(A block of data)
>>>
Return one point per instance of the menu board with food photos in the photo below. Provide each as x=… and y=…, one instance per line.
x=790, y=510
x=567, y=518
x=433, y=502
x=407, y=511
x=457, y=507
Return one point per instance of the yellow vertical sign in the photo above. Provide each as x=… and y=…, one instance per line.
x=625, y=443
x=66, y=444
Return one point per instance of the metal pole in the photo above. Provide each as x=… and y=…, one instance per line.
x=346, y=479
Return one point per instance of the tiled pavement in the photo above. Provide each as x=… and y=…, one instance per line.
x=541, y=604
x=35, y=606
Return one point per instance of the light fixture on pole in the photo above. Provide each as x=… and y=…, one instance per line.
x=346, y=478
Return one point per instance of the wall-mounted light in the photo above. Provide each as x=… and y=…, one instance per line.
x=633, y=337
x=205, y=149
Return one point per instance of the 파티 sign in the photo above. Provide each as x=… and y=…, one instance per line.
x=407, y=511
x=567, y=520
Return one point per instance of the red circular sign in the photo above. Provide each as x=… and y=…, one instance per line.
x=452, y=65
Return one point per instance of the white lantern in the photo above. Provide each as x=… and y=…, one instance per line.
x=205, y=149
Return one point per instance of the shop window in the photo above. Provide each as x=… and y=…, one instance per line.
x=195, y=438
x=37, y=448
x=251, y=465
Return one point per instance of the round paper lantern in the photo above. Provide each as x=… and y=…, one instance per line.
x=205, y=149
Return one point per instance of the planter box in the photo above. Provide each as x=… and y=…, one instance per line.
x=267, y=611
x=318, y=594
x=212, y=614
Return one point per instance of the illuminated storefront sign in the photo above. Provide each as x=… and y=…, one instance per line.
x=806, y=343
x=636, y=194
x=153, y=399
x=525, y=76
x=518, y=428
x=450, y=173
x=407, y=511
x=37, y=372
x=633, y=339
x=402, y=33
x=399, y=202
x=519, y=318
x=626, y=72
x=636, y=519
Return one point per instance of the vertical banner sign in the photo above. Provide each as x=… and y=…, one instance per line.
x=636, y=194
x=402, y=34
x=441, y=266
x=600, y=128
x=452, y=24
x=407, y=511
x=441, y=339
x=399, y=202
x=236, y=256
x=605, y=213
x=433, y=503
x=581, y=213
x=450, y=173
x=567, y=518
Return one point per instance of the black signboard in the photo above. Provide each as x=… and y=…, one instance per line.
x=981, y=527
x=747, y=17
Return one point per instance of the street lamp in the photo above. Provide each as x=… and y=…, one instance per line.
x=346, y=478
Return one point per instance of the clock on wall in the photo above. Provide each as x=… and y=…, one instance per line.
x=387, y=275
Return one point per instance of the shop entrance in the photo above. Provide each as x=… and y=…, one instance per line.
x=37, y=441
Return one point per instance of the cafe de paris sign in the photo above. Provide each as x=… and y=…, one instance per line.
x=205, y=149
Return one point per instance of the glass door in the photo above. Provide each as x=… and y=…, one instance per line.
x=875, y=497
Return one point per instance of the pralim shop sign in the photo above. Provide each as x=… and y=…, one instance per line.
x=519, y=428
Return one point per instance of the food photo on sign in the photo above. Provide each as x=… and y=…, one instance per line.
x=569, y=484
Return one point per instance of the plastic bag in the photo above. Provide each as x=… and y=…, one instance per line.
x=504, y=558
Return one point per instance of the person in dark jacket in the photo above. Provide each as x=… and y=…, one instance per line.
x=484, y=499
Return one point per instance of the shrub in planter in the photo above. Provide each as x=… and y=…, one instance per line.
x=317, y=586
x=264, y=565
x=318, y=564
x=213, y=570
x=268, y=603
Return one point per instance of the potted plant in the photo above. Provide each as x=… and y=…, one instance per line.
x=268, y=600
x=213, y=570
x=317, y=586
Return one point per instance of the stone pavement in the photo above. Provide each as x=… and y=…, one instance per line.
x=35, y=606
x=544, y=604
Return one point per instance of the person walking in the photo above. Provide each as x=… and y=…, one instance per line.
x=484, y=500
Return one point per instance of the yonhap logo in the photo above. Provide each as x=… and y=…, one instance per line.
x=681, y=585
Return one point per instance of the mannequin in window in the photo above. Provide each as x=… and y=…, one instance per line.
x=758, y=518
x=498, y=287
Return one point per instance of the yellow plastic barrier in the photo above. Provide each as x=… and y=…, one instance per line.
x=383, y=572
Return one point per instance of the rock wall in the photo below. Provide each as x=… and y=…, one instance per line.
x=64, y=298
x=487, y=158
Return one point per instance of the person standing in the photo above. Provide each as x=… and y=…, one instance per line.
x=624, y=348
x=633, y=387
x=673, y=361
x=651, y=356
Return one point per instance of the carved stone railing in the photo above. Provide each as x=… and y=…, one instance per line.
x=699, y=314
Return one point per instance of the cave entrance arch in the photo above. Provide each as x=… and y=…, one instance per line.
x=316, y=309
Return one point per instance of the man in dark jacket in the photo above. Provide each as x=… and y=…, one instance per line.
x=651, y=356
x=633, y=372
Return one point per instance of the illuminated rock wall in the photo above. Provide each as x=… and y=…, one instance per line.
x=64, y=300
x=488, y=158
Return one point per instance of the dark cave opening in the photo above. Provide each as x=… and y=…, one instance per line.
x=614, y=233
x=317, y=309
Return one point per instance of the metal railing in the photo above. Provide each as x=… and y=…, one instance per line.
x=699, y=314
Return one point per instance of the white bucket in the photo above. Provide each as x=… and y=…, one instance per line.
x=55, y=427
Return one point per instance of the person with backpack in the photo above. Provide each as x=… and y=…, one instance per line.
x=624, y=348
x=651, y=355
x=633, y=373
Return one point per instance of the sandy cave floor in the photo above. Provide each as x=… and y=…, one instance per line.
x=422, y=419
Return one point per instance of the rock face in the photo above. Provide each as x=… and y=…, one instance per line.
<<<
REQUIREMENT: In the records above, return only the line that contains "Return one point per instance of the metal railing" and every line after it through the last, exactly as they appear.

RESULT OF THE EXERCISE:
Return one point per instance of the metal railing in the photo above. Provide each as x=… and y=…, one instance per line.
x=699, y=314
Return one point per instance of the white bucket in the photo above. Provide each as x=… and y=…, one instance per line.
x=55, y=427
Return one point per instance of the person with backpack in the photo above. Provide each as x=… and y=…, one instance per line.
x=624, y=348
x=651, y=355
x=633, y=373
Return one point per instance of the sandy cave floor in the photo above. Provide each as x=… and y=…, one instance per line.
x=422, y=419
Return one point per instance of the rock face in the photo above. Provide each as x=… and y=…, one instance per line.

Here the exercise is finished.